→ **MATERIAL TO PROCESS**:
● ● ● ● ●

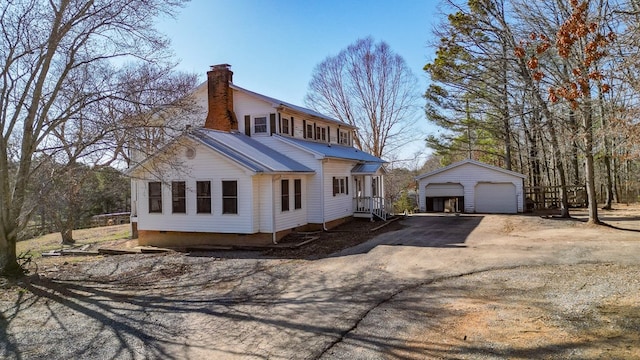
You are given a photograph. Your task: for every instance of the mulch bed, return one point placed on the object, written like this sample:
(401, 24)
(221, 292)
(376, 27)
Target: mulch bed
(325, 243)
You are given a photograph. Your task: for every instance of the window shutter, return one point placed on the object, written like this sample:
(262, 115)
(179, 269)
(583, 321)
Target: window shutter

● ● ● ● ●

→ **WHAT YOU WILL DO**:
From the entries, copy every line in which the word "task" occurs.

→ **OUTPUT BELOW**:
You are given a photograph. Your task: for every instance of the mulch bed, return one point placed on the object, written like this sample:
You are given a photograph. Your task: for every instance of the window shutter, return one point placed on the object, written like this sample:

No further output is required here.